WHAT THE TASK ASKS:
Search the entries for the word "black". Copy every line that holds it.
━━━━━━━━━━
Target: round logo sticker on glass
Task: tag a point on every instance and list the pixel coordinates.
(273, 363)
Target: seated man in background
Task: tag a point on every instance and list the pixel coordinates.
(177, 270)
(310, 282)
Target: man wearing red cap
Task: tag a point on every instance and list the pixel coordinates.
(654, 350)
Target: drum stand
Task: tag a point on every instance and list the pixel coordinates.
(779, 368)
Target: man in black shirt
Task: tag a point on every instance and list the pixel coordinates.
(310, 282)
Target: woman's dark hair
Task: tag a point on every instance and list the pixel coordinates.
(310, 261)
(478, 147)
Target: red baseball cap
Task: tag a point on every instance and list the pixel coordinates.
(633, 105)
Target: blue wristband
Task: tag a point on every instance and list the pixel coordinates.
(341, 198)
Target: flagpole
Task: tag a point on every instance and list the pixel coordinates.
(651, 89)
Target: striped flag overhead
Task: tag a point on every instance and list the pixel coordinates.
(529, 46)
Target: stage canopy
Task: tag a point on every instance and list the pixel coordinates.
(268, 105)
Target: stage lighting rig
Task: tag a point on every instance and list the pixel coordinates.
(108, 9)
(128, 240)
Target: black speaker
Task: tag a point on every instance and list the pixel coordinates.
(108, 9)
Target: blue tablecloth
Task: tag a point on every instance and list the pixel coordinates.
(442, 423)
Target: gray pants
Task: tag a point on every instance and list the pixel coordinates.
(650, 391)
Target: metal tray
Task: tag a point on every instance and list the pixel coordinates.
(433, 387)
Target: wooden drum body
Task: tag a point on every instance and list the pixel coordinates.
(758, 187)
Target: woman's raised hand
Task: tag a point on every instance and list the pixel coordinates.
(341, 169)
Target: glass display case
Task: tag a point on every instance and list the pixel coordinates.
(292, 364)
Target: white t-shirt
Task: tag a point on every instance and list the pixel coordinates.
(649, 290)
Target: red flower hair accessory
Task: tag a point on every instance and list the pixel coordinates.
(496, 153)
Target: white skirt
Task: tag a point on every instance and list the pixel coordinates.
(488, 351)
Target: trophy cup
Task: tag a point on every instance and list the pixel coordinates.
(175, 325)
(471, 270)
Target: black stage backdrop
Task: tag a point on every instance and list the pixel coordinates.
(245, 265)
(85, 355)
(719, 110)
━━━━━━━━━━
RESULT OF THE TASK:
Target: man in black shirt
Target: black speaker
Target: black stage backdrop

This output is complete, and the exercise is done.